-------- SUPPLIED PASSAGE
The reason that I assume that f.e. California High-Speed Rail won't necessarily have bells is because there was talk about changing U.S. FRA regulations, so that off-the-shelf European or Asian equipment can be used. And again, I'm not 100% sure about Asia, but just as far as I remember they don't use bells there (I might be wrong, just as I was with the NEC), still with European high-speed rail trainsets I am pretty sure that I don't know any European high-speed train that has bells (and I have seen a lot in person, no matter if in France, Belgium, Netherlands, Austria, Switzerland, Germany, United Kingdom etc., or also on web videos I saw that with high-speed rail in Spain and Italy there were no bells).

So either it's off-the-shelf trainsets in California and no bells, or once again it won't be off-the-shelf but instead customized like the Acela already was, and having bells. But I assumed since it was supposed to be the first, that there won't be any. I guess it's also still a decade into the future, so it will be quite some time 'til then.


----------



## beautifulplanet (Jan 30, 2014)

tp49 said:


> Interestingly enough the Long Island Rail Road's EMU's don't use nor have bells. Can't say for sure on the diesels since I didn't deal with them much as I lived in electric territory.


Thank you, for pointing out LIRR. At least I've already seen that being put into the category of commuter rail service as well. What would be the reason for the inconstistency? Why wouldn't LIRR need any bells, but the other train services do?


----------



## Aaron (Jan 30, 2014)
----------------
TASKS
1 – In the forum thread about train bells, which railroad's EMUs are said to neither use nor have bells?
2 – Carry on the forum thread about train bells from the point where it stops.
-------- LISTED ENTRIES
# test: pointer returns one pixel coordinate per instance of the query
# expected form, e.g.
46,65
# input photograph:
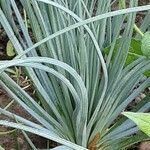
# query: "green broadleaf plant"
141,119
80,92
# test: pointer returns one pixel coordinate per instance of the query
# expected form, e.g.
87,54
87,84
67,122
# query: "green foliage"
79,92
10,49
146,44
141,119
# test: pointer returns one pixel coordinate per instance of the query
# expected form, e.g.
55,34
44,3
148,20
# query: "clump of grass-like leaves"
81,89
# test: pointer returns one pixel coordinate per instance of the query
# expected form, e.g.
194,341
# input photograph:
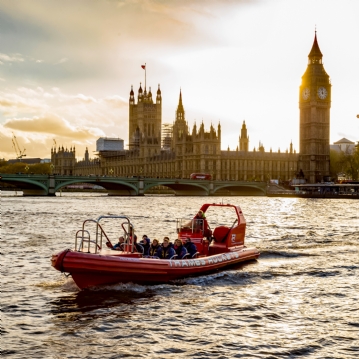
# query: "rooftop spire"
315,51
180,105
----------------
WRITTEN RESPONSES
1 – The Long Island Rail Road's EMUs.

2 –
beautifulplanet said:


> So either it's off-the-shelf trainsets in California and no bells, or once again it won't be off-the-shelf but instead customized like the Acela already was, and having bells. But I assumed since it was supposed to be the first, that there won't be any. I guess it's also still a decade into the future, so it will be quite some time 'til then.


Off the shelf in this context doesn't mean no bells. It means taking an existing proven design and making relatively minor modifications to it for Amtrak's needs, rather than having an almost completely new design like the Acela. Even if "off the shelf" meant literally picking up a train set off of a European shelf and sticking it on a freighter bound for California, I'm sure California could find someplace to bolt a bell on to if the law required.


----------



## beautifulplanet (Jan 30, 2014)

Aaron said:


> Off the shelf in this context doesn't mean no bells. It means taking an existing proven design and making relatively minor modifications to it for Amtrak's needs, rather than having an almost completely new design like the Acela. Even if "off the shelf" meant literally picking up a train set off of a European shelf and sticking it on a freighter bound for California, I'm sure California could find someplace to bolt a bell on to if the law required.


Thank you for that response.

Of course that is a valid argument, that rules are rules, and then the train set will indeed be modified to fit the rules.

Then again, there was talk that the FRA rules were going to be changed, to allow Asian or European high speed train sets to operate in the US. So possibly one of the proposed changes could have been to do away with the bells as well.

Of course it seems to be known to a lot of people that the high-speed train sets won't actually be shipped to the US from Europe or Asia, but they will be built in the States because of "Buy America" rules. Still, even if they will be built in the US, by Siemens in Sacramento or a new plant of Bombardier or whomever, then it was my understanding it was supposed to be the international design, that unlike the Acela won't be changed in major ways.

And I know maybe it's not meant that literally, but it seems unlikely to me that a manufacturer will bolt bells onto an existing high-speed train set design. Those bodies are usually made from aluminum, and optimized in the wind channel for the best possible drag coefficient. As weird as it may seem to add bells to a Bombardier Zefiro, Alstom AGV or Siemens Velaro, maybe they actually will.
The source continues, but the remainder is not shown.